### The task
Can you update the account of cycling to Maitencillo below by giving everything from "Which is why" down to "all was well." again, with "panniers" changed to "saddlebags"?

### Document excerpt
I spent last week at a friend’s house in Maitencillo, one of the northern most towns on the litoral central. I am finally starting to understand which town is where, a feat better managed by mortals with far better geographical memory than I have. In order for me to understand how one thing is connected to the next, there is only one way for me to do it: by bike.
Which is why (along with testing out the kit) I wasn’t too alarmed when the offer of a bike rack turned into bikerack pieces on the ground near C’s car, and me returning home only to leave the next morning by bus. I took the bus to Viña del Mar, and from there headed out to the ocean, turning right and pedalling until I reached Maitencillo, some 60ish km away, most of it slightly uphill, but none of it terribly steep. It was a slog though, between the weight of the panniers, my own winter weight (argh! summer now) and the fact that I haven’t done any long-distance cycling in a while. But I kept my pulse below my own lactic acid threshold (blablabla to all of you who don’t care), which in my case is around 167, and stopped to graze a little on the way, and all was well.

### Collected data
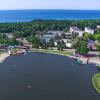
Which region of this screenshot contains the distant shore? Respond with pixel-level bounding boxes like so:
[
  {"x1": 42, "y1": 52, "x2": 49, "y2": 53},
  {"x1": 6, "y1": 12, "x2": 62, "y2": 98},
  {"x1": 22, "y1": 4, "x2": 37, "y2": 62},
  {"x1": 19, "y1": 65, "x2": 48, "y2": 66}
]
[{"x1": 0, "y1": 53, "x2": 9, "y2": 63}]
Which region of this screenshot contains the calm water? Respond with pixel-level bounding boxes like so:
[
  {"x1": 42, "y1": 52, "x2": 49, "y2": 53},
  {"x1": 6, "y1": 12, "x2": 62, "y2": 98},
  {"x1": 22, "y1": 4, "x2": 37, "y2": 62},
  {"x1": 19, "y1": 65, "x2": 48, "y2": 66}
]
[
  {"x1": 0, "y1": 53, "x2": 100, "y2": 100},
  {"x1": 0, "y1": 10, "x2": 100, "y2": 22}
]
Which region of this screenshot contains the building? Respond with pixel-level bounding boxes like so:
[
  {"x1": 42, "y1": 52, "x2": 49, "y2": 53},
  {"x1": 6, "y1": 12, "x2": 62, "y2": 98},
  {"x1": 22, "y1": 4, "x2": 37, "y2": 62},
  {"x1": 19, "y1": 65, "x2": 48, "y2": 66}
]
[
  {"x1": 87, "y1": 40, "x2": 96, "y2": 50},
  {"x1": 66, "y1": 43, "x2": 72, "y2": 48},
  {"x1": 84, "y1": 27, "x2": 94, "y2": 34},
  {"x1": 70, "y1": 27, "x2": 84, "y2": 37},
  {"x1": 4, "y1": 33, "x2": 13, "y2": 39},
  {"x1": 46, "y1": 30, "x2": 65, "y2": 36},
  {"x1": 43, "y1": 34, "x2": 55, "y2": 39},
  {"x1": 97, "y1": 25, "x2": 100, "y2": 28}
]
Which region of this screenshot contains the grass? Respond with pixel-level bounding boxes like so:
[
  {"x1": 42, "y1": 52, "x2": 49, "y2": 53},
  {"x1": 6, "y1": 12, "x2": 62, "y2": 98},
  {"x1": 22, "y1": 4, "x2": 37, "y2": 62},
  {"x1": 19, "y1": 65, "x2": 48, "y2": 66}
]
[
  {"x1": 32, "y1": 49, "x2": 72, "y2": 56},
  {"x1": 92, "y1": 73, "x2": 100, "y2": 94}
]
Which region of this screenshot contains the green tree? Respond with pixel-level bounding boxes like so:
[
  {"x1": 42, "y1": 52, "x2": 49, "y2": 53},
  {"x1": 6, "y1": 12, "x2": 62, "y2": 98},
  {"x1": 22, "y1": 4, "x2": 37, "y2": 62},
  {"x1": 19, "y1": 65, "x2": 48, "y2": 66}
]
[{"x1": 75, "y1": 41, "x2": 88, "y2": 54}]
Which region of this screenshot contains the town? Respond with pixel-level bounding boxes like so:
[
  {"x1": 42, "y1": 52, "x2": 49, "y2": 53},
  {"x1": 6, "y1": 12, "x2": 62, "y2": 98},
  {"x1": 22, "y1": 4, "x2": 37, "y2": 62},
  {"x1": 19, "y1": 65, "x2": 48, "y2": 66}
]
[{"x1": 0, "y1": 25, "x2": 100, "y2": 54}]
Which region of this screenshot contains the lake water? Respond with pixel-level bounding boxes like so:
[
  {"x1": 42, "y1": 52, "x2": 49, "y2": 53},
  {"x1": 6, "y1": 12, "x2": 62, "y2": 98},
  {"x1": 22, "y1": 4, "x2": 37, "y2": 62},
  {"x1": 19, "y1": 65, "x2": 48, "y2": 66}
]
[
  {"x1": 0, "y1": 10, "x2": 100, "y2": 23},
  {"x1": 0, "y1": 53, "x2": 100, "y2": 100}
]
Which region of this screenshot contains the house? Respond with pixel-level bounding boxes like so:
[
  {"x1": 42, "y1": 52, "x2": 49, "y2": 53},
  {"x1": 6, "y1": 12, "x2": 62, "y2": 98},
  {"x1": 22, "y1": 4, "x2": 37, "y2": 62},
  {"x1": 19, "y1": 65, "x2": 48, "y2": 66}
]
[
  {"x1": 46, "y1": 30, "x2": 65, "y2": 36},
  {"x1": 70, "y1": 27, "x2": 84, "y2": 37},
  {"x1": 43, "y1": 34, "x2": 55, "y2": 39},
  {"x1": 97, "y1": 25, "x2": 100, "y2": 29},
  {"x1": 54, "y1": 41, "x2": 58, "y2": 47},
  {"x1": 62, "y1": 39, "x2": 72, "y2": 48},
  {"x1": 87, "y1": 40, "x2": 96, "y2": 50},
  {"x1": 4, "y1": 33, "x2": 13, "y2": 39},
  {"x1": 84, "y1": 27, "x2": 94, "y2": 34},
  {"x1": 0, "y1": 44, "x2": 8, "y2": 51},
  {"x1": 66, "y1": 43, "x2": 72, "y2": 48}
]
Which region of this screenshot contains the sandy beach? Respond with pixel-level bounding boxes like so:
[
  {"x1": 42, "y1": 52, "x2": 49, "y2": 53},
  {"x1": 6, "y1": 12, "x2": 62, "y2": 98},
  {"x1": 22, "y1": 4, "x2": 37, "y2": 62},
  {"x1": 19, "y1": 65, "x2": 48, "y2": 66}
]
[{"x1": 0, "y1": 53, "x2": 9, "y2": 63}]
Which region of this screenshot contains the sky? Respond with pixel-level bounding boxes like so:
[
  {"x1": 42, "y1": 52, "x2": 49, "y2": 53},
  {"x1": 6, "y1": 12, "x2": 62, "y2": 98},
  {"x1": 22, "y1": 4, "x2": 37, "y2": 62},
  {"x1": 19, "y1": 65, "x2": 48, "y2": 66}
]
[{"x1": 0, "y1": 0, "x2": 100, "y2": 10}]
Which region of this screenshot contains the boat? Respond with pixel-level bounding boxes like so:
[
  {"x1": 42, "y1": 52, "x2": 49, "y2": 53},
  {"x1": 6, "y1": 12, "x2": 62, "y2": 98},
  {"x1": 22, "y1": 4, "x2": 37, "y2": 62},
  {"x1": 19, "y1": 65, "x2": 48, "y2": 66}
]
[{"x1": 77, "y1": 59, "x2": 84, "y2": 64}]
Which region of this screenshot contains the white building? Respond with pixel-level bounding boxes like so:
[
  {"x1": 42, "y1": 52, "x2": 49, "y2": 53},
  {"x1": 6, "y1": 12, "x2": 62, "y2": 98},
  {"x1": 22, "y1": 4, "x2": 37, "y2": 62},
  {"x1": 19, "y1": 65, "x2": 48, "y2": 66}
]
[
  {"x1": 97, "y1": 25, "x2": 100, "y2": 28},
  {"x1": 70, "y1": 27, "x2": 84, "y2": 37},
  {"x1": 46, "y1": 30, "x2": 64, "y2": 36},
  {"x1": 66, "y1": 43, "x2": 72, "y2": 48},
  {"x1": 43, "y1": 34, "x2": 55, "y2": 39},
  {"x1": 84, "y1": 27, "x2": 94, "y2": 34}
]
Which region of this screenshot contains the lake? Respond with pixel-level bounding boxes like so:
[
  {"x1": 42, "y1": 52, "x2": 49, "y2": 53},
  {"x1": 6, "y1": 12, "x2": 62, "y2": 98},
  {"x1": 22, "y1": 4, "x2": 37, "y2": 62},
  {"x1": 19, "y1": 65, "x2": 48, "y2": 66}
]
[
  {"x1": 0, "y1": 53, "x2": 100, "y2": 100},
  {"x1": 0, "y1": 9, "x2": 100, "y2": 23}
]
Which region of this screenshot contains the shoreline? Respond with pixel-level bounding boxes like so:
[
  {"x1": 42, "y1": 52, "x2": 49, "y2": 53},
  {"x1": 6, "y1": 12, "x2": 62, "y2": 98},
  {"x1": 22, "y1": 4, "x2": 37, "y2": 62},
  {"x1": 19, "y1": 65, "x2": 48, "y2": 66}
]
[
  {"x1": 32, "y1": 50, "x2": 100, "y2": 65},
  {"x1": 0, "y1": 53, "x2": 9, "y2": 63}
]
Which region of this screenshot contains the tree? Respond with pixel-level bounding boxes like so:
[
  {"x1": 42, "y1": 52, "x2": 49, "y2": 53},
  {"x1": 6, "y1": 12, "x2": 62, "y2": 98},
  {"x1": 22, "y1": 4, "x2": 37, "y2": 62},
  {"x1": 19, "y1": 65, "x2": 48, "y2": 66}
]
[
  {"x1": 40, "y1": 39, "x2": 47, "y2": 49},
  {"x1": 75, "y1": 41, "x2": 88, "y2": 55},
  {"x1": 32, "y1": 37, "x2": 40, "y2": 48},
  {"x1": 48, "y1": 39, "x2": 54, "y2": 50},
  {"x1": 96, "y1": 45, "x2": 100, "y2": 51},
  {"x1": 57, "y1": 41, "x2": 65, "y2": 51}
]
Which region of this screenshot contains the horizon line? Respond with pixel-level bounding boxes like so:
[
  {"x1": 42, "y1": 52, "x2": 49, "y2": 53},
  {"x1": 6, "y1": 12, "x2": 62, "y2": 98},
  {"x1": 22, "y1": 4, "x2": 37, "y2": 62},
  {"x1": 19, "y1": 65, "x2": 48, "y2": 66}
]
[{"x1": 0, "y1": 8, "x2": 100, "y2": 11}]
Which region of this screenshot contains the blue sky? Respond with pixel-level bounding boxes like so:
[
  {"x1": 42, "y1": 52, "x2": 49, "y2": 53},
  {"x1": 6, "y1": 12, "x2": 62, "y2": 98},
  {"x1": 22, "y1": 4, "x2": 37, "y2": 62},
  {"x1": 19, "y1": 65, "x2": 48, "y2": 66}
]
[{"x1": 0, "y1": 0, "x2": 100, "y2": 10}]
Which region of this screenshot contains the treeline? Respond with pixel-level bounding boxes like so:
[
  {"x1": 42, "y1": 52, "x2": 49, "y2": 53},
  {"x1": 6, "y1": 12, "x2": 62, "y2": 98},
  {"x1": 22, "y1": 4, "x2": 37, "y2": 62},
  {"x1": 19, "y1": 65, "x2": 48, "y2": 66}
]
[{"x1": 0, "y1": 20, "x2": 100, "y2": 37}]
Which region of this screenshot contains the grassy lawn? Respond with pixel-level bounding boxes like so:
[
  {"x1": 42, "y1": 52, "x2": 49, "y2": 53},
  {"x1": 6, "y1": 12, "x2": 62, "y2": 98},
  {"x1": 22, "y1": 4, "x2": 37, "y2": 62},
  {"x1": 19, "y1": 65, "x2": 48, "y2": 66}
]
[
  {"x1": 92, "y1": 73, "x2": 100, "y2": 93},
  {"x1": 32, "y1": 49, "x2": 72, "y2": 56}
]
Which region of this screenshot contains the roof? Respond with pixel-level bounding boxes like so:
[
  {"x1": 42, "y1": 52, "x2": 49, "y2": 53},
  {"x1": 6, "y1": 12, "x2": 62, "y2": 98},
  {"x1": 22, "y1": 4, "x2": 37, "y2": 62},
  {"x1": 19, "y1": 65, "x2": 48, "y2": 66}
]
[
  {"x1": 85, "y1": 27, "x2": 93, "y2": 31},
  {"x1": 71, "y1": 27, "x2": 82, "y2": 31}
]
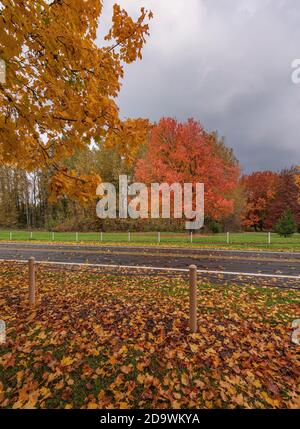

### Problem solution
Which is why (along with testing out the kit) I wasn’t too alarmed when the offer of a bike rack turned into bikerack pieces on the ground near C’s car, and me returning home only to leave the next morning by bus. I took the bus to Viña del Mar, and from there headed out to the ocean, turning right and pedalling until I reached Maitencillo, some 60ish km away, most of it slightly uphill, but none of it terribly steep. It was a slog though, between the weight of the saddlebags, my own winter weight (argh! summer now) and the fact that I haven’t done any long-distance cycling in a while. But I kept my pulse below my own lactic acid threshold (blablabla to all of you who don’t care), which in my case is around 167, and stopped to graze a little on the way, and all was well.